**Aim of the task:**
Reproduce everything below from the line containing "the wooden dresser." down to the line containing "x=544, y=381", swapping "wooden" for "oak" and changing nothing else. Give only those lines.

━━━━━━━━━━

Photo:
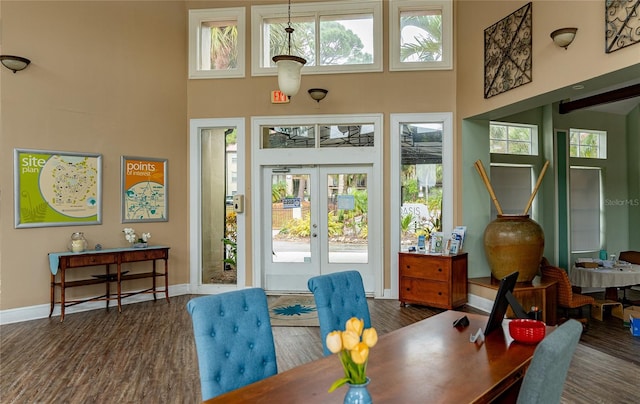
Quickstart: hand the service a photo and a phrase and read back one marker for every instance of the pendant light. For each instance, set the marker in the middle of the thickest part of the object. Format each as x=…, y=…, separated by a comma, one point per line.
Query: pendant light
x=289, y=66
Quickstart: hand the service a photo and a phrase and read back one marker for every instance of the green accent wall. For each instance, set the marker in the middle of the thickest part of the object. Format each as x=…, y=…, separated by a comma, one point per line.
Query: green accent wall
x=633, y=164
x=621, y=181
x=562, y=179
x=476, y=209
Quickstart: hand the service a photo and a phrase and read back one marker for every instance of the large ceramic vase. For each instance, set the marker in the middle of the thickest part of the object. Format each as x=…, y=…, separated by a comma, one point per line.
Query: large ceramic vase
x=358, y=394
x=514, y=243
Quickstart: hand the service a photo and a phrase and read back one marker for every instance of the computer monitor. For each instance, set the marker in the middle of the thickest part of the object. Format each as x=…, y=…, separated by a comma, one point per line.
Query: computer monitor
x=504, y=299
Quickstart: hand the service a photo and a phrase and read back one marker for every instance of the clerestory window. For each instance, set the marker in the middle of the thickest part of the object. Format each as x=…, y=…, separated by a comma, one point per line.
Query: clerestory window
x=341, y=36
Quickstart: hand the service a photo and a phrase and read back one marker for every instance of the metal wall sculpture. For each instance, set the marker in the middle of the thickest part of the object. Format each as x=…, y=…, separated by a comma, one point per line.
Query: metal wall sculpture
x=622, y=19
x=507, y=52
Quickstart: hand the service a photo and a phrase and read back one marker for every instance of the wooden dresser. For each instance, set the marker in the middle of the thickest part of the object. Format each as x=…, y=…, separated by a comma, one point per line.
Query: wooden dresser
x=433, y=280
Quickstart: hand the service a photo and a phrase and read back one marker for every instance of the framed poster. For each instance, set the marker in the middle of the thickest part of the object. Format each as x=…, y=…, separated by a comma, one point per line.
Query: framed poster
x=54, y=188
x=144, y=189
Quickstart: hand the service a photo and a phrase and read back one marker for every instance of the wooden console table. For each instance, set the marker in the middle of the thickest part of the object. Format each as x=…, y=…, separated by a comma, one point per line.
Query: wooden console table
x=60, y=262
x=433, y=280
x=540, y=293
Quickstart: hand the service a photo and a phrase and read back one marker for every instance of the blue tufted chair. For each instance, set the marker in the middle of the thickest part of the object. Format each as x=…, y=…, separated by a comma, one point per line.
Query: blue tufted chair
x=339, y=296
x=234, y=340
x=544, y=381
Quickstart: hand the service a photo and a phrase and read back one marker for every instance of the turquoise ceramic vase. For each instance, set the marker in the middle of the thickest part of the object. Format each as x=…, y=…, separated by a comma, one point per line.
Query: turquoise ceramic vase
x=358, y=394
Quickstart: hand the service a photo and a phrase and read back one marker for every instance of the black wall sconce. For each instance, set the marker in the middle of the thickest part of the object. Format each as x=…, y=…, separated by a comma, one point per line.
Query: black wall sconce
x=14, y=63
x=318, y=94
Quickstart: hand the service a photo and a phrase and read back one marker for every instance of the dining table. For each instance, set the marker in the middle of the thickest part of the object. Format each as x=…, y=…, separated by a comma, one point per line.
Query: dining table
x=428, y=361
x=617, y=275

━━━━━━━━━━

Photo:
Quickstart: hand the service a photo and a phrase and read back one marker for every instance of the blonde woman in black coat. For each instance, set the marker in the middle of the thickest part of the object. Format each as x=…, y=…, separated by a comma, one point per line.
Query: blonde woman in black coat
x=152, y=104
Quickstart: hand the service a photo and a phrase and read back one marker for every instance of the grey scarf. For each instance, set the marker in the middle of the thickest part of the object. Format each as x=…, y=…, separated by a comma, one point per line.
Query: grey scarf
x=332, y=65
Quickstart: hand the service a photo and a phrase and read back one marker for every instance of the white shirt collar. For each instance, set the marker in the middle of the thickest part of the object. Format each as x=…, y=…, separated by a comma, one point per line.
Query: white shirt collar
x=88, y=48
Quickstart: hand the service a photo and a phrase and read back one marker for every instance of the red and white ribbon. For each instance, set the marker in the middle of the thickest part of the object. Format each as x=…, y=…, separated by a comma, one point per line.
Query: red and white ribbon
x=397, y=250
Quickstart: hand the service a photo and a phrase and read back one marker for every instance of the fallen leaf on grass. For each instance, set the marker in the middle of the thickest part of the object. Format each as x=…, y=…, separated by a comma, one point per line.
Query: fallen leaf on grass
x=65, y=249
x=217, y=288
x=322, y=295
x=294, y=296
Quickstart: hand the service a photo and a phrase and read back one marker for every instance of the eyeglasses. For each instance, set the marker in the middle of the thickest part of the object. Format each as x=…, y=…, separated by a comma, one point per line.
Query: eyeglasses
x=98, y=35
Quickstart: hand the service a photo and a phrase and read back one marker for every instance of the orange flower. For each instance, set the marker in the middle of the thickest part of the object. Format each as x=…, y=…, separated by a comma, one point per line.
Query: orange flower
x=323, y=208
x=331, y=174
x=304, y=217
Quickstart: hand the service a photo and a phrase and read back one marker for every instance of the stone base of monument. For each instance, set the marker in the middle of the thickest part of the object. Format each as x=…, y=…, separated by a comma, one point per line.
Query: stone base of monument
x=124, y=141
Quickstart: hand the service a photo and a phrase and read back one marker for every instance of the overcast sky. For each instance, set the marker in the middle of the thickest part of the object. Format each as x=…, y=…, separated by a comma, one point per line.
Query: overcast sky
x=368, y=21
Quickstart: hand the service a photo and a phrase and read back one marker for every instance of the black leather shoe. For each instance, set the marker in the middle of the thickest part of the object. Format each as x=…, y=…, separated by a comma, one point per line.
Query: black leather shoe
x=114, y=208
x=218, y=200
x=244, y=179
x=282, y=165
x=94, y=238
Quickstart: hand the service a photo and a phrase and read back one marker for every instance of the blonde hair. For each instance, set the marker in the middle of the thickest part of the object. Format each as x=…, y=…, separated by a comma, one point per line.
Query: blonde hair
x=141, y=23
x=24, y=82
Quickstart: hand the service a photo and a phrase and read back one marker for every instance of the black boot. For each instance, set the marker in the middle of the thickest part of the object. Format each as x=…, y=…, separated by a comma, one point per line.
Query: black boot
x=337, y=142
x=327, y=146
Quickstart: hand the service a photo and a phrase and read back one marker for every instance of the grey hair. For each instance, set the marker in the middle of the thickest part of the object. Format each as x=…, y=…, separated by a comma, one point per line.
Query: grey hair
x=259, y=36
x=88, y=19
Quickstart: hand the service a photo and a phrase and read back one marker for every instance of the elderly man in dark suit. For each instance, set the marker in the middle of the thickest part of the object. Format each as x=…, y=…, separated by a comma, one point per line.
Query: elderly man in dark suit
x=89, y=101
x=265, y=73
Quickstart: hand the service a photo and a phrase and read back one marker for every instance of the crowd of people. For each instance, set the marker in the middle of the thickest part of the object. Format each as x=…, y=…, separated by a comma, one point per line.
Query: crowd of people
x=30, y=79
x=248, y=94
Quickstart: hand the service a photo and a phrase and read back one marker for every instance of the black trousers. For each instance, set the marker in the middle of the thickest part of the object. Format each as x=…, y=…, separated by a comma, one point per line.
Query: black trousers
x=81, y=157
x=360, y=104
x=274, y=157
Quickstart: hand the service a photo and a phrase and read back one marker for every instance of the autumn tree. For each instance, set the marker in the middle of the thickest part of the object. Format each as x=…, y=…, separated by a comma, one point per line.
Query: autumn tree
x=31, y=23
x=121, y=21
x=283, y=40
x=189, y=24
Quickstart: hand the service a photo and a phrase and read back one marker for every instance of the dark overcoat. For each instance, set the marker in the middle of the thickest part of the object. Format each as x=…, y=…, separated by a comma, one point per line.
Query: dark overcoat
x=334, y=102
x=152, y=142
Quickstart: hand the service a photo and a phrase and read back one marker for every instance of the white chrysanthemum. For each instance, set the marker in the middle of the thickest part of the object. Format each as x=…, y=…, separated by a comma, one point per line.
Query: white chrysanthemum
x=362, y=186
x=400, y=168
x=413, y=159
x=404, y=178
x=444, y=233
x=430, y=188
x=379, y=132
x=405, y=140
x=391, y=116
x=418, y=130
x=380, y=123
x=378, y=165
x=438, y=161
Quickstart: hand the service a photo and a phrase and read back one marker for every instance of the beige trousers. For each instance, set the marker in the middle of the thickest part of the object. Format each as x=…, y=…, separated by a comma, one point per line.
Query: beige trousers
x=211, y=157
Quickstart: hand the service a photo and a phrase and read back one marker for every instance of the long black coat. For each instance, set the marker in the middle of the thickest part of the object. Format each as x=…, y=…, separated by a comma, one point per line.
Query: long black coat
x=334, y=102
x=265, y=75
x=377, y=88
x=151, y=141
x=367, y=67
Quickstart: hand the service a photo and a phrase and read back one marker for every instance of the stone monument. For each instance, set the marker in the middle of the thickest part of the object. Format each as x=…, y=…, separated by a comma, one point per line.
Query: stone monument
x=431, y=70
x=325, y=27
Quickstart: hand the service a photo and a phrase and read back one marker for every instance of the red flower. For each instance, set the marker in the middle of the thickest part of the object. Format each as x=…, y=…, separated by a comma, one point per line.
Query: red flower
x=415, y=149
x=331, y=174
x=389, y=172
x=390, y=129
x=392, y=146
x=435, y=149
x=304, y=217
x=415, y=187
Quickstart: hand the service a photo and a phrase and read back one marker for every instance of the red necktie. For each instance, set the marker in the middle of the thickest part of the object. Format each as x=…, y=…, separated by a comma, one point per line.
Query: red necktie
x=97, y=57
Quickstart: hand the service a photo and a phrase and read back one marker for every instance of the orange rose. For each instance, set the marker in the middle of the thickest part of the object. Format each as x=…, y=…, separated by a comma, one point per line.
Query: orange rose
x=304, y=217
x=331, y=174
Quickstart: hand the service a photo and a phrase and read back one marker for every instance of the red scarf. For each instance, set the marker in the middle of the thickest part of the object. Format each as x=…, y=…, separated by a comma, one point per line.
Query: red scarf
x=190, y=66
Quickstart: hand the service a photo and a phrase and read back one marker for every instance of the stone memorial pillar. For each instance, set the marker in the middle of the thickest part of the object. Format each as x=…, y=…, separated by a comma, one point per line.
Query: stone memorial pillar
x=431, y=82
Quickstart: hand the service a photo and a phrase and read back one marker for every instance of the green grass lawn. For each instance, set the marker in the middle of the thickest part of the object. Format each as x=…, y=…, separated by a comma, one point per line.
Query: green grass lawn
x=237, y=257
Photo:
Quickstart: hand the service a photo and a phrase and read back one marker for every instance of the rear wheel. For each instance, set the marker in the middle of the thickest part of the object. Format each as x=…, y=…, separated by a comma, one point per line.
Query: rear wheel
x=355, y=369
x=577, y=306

━━━━━━━━━━

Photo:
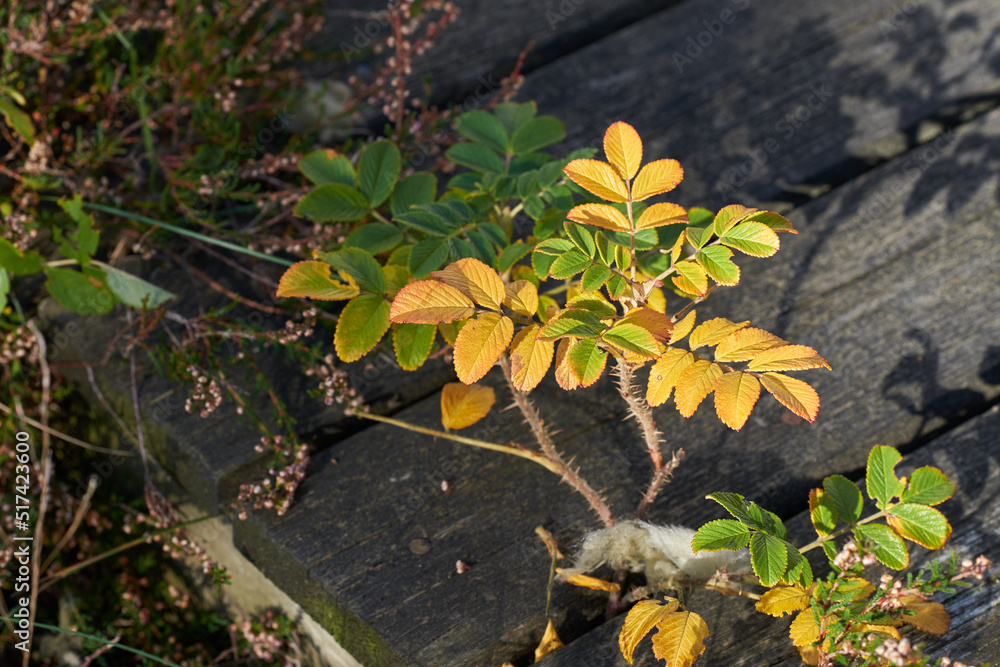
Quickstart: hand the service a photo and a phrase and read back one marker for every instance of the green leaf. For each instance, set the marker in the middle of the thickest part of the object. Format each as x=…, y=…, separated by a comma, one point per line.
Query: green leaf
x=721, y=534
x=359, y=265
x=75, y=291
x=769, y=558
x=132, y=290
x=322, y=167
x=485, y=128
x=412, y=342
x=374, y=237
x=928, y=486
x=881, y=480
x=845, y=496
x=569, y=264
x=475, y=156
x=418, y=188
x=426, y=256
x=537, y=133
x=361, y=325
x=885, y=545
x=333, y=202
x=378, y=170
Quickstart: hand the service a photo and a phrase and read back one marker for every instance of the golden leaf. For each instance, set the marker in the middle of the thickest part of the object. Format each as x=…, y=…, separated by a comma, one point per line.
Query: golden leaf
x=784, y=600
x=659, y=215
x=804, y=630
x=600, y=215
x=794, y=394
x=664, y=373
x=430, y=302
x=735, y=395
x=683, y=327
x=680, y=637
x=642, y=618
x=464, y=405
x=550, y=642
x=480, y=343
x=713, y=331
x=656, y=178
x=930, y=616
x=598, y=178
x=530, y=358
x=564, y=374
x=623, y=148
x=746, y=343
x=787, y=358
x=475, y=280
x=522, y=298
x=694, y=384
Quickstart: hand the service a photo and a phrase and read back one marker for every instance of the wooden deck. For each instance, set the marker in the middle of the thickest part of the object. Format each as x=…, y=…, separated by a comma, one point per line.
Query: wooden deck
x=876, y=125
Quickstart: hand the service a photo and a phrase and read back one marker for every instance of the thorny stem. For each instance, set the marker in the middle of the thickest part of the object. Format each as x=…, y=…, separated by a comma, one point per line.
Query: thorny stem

━━━━━━━━━━

**Task response:**
Quickstart: hand the service a photo and a phrase and read back one marker for every instance of the oak dresser. For each instance, set the marker in the middle of the thickest part of the object. Format each as x=…, y=…, separated by a comma, one point per line.
Query: oak dresser
x=433, y=280
Quickstart: hand the service a photo and a phrase and read back one marker for every instance of the framed poster. For each instance, set the marker in the middle of the thickest part of the object. Format each as x=…, y=…, separated by a comma, one point per line.
Query: framed poster
x=54, y=188
x=144, y=189
Quickstart: hand the service a photo and a phrase and read back one marker for every instance of the oak console table. For each instance, set the marker in the middle of the thickest part of the object. Format each as x=…, y=…, separated by a comma, one point per line.
Query: oak console table
x=60, y=262
x=433, y=280
x=540, y=293
Quickstart: hand the service a photo and a phrase and read back one marker for every instance of the blue tufted chair. For each instance, set the marker in the middle of the thickest part of the object. Format each as x=…, y=…, separated by a comma, one point per line.
Query: blue tufted chair
x=339, y=296
x=234, y=340
x=544, y=381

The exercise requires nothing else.